━━━ Provided passage ━━━
Accordingly, the certified question should be answered in accordance with this opinion.





Wilson, J. (dissenting).

I agree with my colleagues' conclusion that the Civil Rights Act of 1964 title VII standard for punitive damages does not govern discrimination cases brought under the New York City Human Rights Law (NYCHRL). We part ways, however, on how the New York City Council chose to supplant it. I do not agree that the Council adopted New York's common-law standard, which is not mentioned anywhere in the NYCHRL or its legislative history. Instead, I agree with Ms. Chauca that the City Council amended the NYCHRL to{**30 NY3d at 335} entitle a plaintiff to a punitive damages charge whenever liability is proved, unless an employer has adopted and fully implemented the antidiscrimination programs, policies, and procedures promulgated by the Commission on Human Rights, as an augmentation to compensatory damages, and would answer the certified question accordingly.

I.
[*7]

For the better part of a century, New York City has demonstrated its pioneering commitment to human rights through repeated revisions to its Human Rights Law. The City Council's Committee on Civil Rights recently described the NYCHRL as "one of the most expansive and comprehensive human rights laws in the nation" (Report of the Committee on Civil Rights on Local Law 35 of 2016 [2016 Report]).
━━━
Problem to solve
Please answer these questions about the dissenting opinion:
1. Whose standard for punitive damages does the dissent agree does not govern NYCHRL discrimination cases?
2. Which standard does the dissent deny that the City Council adopted?
3. How did the City Council's Committee on Civil Rights describe the NYCHRL?
━━━ Source material ━━━
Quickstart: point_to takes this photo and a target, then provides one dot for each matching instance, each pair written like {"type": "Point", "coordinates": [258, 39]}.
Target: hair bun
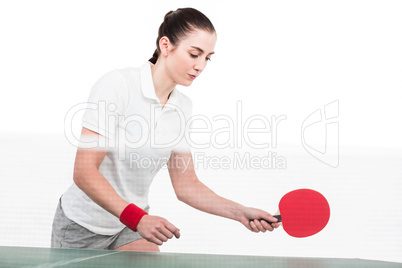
━━━
Result for this task
1. The Civil Rights Act of 1964 title VII standard.
2. New York's common-law standard.
3. As "one of the most expansive and comprehensive human rights laws in the nation."